Task details – Repeat the data exactly, with every line included.

Top of Data supplied

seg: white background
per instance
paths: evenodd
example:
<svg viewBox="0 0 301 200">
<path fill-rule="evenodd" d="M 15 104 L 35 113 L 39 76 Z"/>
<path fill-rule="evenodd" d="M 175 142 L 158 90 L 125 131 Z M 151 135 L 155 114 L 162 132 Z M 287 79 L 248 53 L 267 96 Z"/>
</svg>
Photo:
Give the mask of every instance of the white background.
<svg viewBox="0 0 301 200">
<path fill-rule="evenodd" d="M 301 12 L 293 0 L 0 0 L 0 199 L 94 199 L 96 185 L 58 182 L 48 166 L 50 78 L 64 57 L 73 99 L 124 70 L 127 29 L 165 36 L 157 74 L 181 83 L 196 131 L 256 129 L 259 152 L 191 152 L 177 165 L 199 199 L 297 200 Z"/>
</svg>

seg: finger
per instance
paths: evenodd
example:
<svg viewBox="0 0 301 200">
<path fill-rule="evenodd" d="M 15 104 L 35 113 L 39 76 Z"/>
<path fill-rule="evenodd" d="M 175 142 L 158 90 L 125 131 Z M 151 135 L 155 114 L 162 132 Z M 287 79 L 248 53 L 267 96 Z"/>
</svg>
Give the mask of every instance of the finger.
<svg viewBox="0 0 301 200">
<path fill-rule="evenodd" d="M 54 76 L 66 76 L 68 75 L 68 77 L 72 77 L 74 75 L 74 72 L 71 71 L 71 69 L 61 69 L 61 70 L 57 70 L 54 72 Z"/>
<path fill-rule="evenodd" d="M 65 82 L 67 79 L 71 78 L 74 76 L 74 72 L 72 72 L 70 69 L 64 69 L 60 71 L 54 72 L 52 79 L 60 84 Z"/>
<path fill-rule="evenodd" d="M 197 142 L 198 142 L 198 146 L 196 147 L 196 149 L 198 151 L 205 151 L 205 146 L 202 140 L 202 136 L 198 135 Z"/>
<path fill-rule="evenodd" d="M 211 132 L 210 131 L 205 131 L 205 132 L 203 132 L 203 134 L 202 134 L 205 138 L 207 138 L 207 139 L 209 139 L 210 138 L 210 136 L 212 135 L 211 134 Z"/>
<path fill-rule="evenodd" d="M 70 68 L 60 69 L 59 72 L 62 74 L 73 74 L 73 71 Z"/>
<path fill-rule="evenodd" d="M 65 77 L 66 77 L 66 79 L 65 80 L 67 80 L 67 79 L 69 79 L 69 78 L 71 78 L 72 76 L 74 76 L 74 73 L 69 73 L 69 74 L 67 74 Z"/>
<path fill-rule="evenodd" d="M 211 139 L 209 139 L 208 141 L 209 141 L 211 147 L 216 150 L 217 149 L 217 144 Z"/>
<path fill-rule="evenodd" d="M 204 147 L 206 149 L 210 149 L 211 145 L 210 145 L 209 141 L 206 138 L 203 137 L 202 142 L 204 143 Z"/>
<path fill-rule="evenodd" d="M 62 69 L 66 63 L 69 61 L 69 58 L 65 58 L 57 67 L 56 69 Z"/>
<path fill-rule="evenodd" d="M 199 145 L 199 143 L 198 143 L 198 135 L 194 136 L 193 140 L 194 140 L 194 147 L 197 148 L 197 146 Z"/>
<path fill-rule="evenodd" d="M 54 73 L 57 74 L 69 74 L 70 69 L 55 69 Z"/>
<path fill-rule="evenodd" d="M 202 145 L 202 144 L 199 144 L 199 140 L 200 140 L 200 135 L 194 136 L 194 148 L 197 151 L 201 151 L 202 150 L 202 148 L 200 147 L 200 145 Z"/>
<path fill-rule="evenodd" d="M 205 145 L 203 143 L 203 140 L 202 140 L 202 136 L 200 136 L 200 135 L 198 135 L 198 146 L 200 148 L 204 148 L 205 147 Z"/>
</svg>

Bottom of Data supplied

Response to the exercise –
seg: white background
per instance
paths: evenodd
example:
<svg viewBox="0 0 301 200">
<path fill-rule="evenodd" d="M 15 104 L 35 113 L 39 76 Z"/>
<path fill-rule="evenodd" d="M 175 142 L 158 90 L 125 131 Z M 151 135 L 155 114 L 162 132 Z M 287 79 L 248 53 L 267 96 Z"/>
</svg>
Photo:
Give the mask of every instance of the white background.
<svg viewBox="0 0 301 200">
<path fill-rule="evenodd" d="M 301 12 L 293 0 L 0 0 L 0 199 L 94 199 L 96 185 L 58 182 L 48 166 L 50 78 L 64 57 L 73 99 L 124 70 L 127 29 L 165 36 L 157 74 L 181 83 L 196 131 L 256 129 L 259 152 L 191 152 L 177 165 L 199 199 L 297 200 Z"/>
</svg>

seg: finger
per instance
paths: evenodd
example:
<svg viewBox="0 0 301 200">
<path fill-rule="evenodd" d="M 15 104 L 35 113 L 39 76 Z"/>
<path fill-rule="evenodd" d="M 175 142 L 158 90 L 125 131 Z M 151 135 L 155 114 L 162 132 Z M 287 79 L 248 53 L 267 96 Z"/>
</svg>
Give the mask of every instance of the finger.
<svg viewBox="0 0 301 200">
<path fill-rule="evenodd" d="M 54 76 L 66 76 L 68 75 L 68 77 L 72 77 L 74 75 L 74 72 L 71 71 L 71 69 L 61 69 L 61 70 L 57 70 L 54 72 Z"/>
<path fill-rule="evenodd" d="M 65 82 L 67 79 L 71 78 L 74 76 L 74 72 L 72 72 L 70 69 L 64 69 L 60 71 L 54 72 L 52 79 L 60 84 Z"/>
<path fill-rule="evenodd" d="M 197 142 L 198 142 L 198 146 L 196 147 L 196 149 L 198 151 L 205 151 L 205 146 L 202 140 L 202 136 L 198 135 Z"/>
<path fill-rule="evenodd" d="M 211 132 L 210 131 L 205 131 L 205 132 L 203 132 L 203 134 L 202 134 L 205 138 L 207 138 L 207 139 L 209 139 L 210 138 L 210 136 L 212 135 L 211 134 Z"/>
<path fill-rule="evenodd" d="M 70 68 L 60 69 L 59 72 L 62 74 L 73 74 L 73 71 Z"/>
<path fill-rule="evenodd" d="M 65 77 L 66 77 L 66 79 L 65 80 L 67 80 L 67 79 L 69 79 L 69 78 L 71 78 L 72 76 L 74 76 L 74 73 L 69 73 L 69 74 L 67 74 Z"/>
<path fill-rule="evenodd" d="M 211 139 L 209 139 L 208 141 L 209 141 L 211 147 L 216 150 L 217 149 L 217 144 Z"/>
<path fill-rule="evenodd" d="M 204 147 L 206 149 L 210 149 L 211 145 L 210 145 L 209 141 L 206 138 L 203 137 L 202 142 L 204 143 Z"/>
<path fill-rule="evenodd" d="M 62 69 L 66 63 L 69 61 L 69 58 L 65 58 L 57 67 L 56 69 Z"/>
<path fill-rule="evenodd" d="M 199 145 L 199 143 L 198 143 L 198 135 L 194 136 L 193 140 L 194 140 L 194 147 L 197 148 L 197 146 Z"/>
<path fill-rule="evenodd" d="M 54 73 L 57 74 L 69 74 L 70 69 L 55 69 Z"/>
<path fill-rule="evenodd" d="M 202 145 L 202 144 L 199 144 L 199 140 L 200 140 L 200 135 L 194 136 L 194 148 L 197 151 L 201 151 L 202 150 L 202 148 L 200 147 L 200 145 Z"/>
<path fill-rule="evenodd" d="M 205 145 L 203 143 L 203 140 L 202 140 L 202 136 L 200 136 L 200 135 L 198 135 L 198 146 L 200 148 L 204 148 L 205 147 Z"/>
</svg>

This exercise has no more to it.